▸ **Problem details**
How many lines in the records below contain the word "black"? Reply with the number alone.

[Dataset excerpts on object pointing]
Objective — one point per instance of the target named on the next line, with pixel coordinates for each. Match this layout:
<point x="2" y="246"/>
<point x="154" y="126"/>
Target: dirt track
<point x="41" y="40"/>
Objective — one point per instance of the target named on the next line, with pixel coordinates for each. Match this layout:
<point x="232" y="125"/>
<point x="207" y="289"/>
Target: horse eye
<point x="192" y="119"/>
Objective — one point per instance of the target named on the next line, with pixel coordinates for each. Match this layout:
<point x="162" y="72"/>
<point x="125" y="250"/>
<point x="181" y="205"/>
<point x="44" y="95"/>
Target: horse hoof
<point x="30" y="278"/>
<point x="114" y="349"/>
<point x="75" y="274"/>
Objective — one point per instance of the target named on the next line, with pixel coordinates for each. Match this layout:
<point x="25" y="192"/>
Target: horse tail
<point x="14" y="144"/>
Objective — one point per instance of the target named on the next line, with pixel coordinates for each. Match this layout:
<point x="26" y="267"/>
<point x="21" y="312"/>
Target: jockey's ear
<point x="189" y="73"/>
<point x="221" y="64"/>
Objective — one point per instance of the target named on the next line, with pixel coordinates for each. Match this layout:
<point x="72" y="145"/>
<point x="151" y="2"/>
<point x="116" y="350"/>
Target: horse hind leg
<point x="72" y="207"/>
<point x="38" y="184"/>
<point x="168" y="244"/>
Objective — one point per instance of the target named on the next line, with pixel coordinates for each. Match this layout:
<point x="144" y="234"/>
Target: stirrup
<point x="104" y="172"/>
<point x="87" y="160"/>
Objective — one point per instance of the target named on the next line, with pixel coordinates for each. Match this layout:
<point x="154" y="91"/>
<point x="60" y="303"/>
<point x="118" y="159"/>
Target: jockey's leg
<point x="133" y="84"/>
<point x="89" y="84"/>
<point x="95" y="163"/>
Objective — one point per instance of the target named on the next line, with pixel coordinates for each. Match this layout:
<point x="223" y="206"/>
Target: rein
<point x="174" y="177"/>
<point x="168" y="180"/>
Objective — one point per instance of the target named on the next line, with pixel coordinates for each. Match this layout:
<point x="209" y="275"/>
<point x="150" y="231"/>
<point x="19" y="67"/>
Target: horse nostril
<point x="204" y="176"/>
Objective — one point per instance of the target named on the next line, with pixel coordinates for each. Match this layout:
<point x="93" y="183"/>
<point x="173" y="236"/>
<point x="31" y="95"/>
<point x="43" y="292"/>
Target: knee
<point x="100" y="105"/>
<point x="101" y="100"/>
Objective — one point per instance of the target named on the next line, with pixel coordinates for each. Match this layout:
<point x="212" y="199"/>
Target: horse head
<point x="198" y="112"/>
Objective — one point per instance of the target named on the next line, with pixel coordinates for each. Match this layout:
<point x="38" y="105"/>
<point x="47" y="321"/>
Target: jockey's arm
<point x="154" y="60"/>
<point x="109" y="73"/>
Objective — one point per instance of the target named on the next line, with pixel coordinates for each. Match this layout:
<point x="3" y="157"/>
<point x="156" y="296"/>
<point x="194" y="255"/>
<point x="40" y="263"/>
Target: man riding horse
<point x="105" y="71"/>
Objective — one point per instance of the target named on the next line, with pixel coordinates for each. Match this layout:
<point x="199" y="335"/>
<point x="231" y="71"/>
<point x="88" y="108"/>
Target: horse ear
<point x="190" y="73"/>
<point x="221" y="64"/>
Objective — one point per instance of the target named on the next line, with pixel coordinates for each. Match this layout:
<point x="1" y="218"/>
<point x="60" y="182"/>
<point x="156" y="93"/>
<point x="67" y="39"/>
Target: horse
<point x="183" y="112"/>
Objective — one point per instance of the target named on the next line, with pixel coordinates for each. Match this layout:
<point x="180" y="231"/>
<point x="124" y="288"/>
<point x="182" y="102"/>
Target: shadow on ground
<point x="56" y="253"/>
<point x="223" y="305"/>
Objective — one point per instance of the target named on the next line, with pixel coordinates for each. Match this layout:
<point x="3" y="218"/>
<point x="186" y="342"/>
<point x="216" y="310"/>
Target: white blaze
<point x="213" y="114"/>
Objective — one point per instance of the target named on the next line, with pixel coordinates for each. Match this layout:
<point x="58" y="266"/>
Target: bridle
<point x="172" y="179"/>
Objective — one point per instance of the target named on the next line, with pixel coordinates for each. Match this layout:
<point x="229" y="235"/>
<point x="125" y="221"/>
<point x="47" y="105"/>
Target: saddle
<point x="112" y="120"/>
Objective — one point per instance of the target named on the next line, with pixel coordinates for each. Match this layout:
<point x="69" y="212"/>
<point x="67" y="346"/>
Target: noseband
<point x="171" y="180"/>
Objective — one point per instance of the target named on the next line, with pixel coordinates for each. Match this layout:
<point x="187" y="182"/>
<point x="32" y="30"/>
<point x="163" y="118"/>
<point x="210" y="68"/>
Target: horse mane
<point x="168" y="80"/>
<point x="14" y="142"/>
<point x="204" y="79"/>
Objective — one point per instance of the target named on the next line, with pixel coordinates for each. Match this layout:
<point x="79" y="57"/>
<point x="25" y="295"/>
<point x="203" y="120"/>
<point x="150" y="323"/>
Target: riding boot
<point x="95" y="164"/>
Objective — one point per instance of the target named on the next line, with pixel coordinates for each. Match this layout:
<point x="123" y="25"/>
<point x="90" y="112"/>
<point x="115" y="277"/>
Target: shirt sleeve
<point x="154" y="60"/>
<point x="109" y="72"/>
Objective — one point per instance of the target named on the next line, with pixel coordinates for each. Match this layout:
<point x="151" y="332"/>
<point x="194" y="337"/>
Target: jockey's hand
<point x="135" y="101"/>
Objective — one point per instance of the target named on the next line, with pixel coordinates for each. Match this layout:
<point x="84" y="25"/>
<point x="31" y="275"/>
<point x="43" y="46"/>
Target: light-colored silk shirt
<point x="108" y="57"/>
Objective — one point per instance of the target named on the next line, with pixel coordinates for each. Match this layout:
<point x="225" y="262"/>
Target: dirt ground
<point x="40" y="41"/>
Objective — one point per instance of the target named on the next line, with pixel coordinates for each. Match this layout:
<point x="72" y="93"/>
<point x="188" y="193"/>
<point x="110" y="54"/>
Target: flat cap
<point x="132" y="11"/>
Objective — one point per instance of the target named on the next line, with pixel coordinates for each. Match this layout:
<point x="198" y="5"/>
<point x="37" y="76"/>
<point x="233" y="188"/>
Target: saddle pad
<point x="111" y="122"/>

* * *

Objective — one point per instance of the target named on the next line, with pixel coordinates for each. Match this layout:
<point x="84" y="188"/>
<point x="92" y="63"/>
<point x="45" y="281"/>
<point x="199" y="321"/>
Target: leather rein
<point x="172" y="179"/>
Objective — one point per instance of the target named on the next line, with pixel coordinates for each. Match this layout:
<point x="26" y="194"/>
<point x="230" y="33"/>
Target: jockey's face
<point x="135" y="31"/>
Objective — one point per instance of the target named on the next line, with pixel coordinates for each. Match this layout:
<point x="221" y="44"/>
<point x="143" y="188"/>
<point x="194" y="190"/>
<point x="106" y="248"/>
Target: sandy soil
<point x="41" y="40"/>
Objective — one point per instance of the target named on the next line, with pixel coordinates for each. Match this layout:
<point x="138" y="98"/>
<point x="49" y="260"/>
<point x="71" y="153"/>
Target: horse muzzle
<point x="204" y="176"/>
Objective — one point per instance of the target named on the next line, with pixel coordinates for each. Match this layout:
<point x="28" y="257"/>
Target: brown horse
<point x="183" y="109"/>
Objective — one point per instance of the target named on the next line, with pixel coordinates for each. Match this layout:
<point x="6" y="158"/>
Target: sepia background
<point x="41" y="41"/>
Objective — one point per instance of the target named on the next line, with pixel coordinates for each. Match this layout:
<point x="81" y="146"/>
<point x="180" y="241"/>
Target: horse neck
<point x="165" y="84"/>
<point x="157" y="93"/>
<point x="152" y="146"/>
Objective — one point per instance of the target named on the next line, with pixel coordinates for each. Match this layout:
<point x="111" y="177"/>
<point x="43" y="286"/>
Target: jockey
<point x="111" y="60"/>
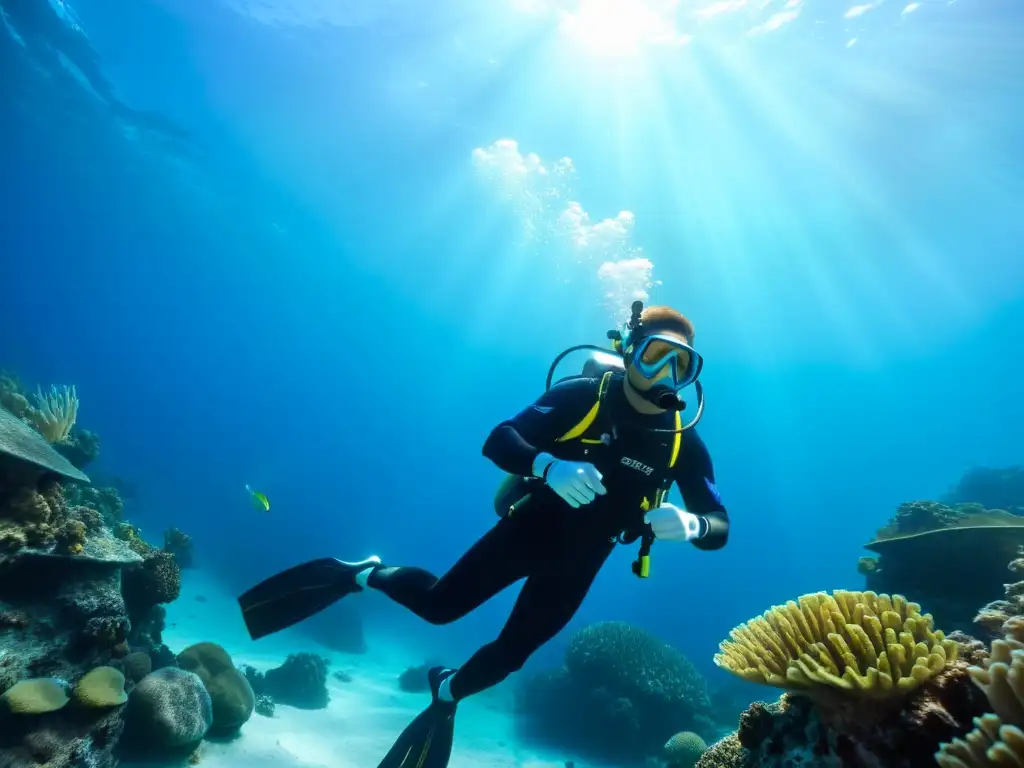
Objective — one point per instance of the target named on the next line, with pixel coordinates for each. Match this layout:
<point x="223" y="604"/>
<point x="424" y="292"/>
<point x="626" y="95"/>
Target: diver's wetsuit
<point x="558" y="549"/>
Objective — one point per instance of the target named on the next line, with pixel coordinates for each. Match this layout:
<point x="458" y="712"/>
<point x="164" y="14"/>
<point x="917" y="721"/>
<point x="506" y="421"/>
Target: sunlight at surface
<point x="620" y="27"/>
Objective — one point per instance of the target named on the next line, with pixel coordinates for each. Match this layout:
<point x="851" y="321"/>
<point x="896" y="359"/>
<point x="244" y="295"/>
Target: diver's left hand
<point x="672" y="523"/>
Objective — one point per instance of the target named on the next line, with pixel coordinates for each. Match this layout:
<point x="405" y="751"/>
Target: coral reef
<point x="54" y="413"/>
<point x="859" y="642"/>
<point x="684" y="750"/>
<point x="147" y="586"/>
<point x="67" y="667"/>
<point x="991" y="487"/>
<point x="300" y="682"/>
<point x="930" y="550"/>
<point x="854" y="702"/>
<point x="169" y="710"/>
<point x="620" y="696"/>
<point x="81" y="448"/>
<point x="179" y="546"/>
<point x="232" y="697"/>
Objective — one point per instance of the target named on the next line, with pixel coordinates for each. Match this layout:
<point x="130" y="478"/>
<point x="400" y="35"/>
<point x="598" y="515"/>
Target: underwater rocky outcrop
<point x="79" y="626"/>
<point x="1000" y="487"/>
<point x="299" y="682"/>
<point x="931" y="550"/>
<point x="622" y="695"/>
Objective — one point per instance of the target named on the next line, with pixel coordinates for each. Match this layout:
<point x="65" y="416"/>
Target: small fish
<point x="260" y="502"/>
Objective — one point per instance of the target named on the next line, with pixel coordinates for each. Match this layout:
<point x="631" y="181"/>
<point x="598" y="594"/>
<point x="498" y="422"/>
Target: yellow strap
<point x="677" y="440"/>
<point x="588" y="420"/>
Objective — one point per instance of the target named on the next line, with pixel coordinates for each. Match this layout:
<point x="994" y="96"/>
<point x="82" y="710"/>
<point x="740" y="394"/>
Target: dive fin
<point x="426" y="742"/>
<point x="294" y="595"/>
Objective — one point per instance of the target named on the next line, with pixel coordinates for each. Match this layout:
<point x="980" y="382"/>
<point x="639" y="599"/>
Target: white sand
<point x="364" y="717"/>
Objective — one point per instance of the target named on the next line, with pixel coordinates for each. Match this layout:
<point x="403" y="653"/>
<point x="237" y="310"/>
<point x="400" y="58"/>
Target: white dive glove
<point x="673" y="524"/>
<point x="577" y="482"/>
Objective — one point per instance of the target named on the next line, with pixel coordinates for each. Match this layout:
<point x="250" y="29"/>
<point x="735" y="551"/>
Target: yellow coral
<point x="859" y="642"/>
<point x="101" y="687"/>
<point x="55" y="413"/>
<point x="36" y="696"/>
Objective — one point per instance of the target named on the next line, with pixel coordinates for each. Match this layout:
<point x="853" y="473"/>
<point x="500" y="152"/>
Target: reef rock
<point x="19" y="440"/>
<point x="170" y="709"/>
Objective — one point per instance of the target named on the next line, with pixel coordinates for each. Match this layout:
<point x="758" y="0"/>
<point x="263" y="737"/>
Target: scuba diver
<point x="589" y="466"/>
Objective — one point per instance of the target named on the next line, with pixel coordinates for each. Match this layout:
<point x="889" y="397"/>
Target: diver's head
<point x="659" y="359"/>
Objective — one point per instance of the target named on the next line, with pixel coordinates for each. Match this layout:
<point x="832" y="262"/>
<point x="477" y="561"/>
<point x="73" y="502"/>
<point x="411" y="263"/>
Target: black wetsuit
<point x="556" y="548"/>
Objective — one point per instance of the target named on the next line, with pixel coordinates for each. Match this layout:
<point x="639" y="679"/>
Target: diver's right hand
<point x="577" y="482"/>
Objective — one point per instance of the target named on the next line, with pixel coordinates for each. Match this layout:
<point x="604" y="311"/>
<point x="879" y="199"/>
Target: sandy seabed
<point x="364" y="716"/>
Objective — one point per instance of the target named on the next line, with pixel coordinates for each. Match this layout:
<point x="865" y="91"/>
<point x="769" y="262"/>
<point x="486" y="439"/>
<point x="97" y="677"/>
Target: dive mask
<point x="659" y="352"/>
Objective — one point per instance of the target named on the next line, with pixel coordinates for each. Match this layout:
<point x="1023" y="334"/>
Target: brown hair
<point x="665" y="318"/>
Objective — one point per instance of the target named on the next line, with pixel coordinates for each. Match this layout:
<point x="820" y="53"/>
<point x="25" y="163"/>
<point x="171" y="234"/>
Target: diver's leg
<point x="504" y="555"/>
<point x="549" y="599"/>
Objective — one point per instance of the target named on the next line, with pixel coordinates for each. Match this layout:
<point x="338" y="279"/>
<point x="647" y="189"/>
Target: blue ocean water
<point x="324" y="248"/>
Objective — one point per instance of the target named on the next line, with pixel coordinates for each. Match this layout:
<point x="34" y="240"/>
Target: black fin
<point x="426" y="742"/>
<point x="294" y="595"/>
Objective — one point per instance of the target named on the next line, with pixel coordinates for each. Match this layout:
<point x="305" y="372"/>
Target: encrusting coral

==

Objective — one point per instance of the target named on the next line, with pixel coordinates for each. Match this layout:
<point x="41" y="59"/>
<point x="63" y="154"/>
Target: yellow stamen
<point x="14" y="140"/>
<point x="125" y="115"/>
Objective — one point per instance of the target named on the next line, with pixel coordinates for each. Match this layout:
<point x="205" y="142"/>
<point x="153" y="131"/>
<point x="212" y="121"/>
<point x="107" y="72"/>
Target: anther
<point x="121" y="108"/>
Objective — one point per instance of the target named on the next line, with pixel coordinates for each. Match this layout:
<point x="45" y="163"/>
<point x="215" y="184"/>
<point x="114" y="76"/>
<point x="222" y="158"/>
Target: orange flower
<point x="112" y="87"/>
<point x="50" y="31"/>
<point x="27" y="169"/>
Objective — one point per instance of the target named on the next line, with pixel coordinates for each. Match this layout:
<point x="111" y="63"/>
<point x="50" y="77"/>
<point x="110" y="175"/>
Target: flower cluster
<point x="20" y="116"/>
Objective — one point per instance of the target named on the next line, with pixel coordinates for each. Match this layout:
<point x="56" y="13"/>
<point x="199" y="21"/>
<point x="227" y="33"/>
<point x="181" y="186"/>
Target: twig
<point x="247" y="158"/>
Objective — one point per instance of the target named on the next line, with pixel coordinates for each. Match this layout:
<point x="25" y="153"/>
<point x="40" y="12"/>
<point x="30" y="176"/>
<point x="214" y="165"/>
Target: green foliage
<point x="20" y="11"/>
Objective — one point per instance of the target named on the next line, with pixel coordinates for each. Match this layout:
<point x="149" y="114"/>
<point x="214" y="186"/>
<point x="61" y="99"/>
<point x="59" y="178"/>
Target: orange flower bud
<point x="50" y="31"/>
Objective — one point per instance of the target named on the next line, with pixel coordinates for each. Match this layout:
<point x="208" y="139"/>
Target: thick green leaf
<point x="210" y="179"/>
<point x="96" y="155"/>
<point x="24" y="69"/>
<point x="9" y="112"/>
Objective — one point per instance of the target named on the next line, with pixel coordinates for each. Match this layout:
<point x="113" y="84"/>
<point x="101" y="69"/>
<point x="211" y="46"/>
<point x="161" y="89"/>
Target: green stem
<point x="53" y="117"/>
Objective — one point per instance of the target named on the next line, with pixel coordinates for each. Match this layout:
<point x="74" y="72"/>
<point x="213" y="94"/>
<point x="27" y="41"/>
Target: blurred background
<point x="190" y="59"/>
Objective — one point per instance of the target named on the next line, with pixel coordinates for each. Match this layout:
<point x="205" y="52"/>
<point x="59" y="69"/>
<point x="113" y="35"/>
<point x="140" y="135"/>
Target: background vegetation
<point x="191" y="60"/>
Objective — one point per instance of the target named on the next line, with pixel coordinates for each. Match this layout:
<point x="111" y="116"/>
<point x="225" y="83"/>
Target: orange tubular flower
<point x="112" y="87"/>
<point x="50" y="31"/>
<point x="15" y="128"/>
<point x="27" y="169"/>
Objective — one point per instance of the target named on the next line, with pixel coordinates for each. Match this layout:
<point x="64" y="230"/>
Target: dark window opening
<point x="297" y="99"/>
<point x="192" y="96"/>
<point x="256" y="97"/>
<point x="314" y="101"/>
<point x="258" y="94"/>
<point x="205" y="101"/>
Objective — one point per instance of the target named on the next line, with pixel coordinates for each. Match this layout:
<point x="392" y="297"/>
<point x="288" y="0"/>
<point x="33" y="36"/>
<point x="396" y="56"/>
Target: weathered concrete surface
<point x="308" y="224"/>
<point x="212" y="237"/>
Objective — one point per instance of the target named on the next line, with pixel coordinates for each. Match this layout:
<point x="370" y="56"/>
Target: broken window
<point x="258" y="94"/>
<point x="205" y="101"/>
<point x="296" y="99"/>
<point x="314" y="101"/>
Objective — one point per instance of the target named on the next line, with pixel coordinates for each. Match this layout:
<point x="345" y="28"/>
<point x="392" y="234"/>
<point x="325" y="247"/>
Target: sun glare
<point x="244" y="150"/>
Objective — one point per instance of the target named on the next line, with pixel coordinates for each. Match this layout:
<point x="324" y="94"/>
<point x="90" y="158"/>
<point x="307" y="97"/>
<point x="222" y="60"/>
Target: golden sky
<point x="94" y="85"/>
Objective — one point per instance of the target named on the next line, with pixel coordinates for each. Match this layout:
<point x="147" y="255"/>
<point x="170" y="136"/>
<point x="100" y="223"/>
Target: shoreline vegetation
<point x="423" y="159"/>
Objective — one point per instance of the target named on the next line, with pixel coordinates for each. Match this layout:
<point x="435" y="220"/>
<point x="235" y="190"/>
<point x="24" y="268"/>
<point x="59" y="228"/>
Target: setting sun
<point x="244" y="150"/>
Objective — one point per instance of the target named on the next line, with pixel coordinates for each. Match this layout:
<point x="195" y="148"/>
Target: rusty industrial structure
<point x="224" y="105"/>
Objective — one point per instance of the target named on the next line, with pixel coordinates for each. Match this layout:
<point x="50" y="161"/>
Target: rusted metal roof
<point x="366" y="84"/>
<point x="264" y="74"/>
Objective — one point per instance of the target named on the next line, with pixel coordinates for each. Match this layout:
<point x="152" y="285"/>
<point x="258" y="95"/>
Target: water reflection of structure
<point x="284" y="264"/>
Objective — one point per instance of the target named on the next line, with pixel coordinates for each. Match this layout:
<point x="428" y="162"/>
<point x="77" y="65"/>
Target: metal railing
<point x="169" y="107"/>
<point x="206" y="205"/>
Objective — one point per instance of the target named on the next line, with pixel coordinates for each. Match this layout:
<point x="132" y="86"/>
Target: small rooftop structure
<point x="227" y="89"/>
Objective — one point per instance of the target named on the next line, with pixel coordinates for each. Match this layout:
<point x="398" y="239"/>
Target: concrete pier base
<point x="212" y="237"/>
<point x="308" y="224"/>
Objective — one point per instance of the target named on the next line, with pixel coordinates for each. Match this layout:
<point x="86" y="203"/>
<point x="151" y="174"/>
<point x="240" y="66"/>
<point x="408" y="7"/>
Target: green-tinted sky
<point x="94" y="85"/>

▸ **Result of this task**
2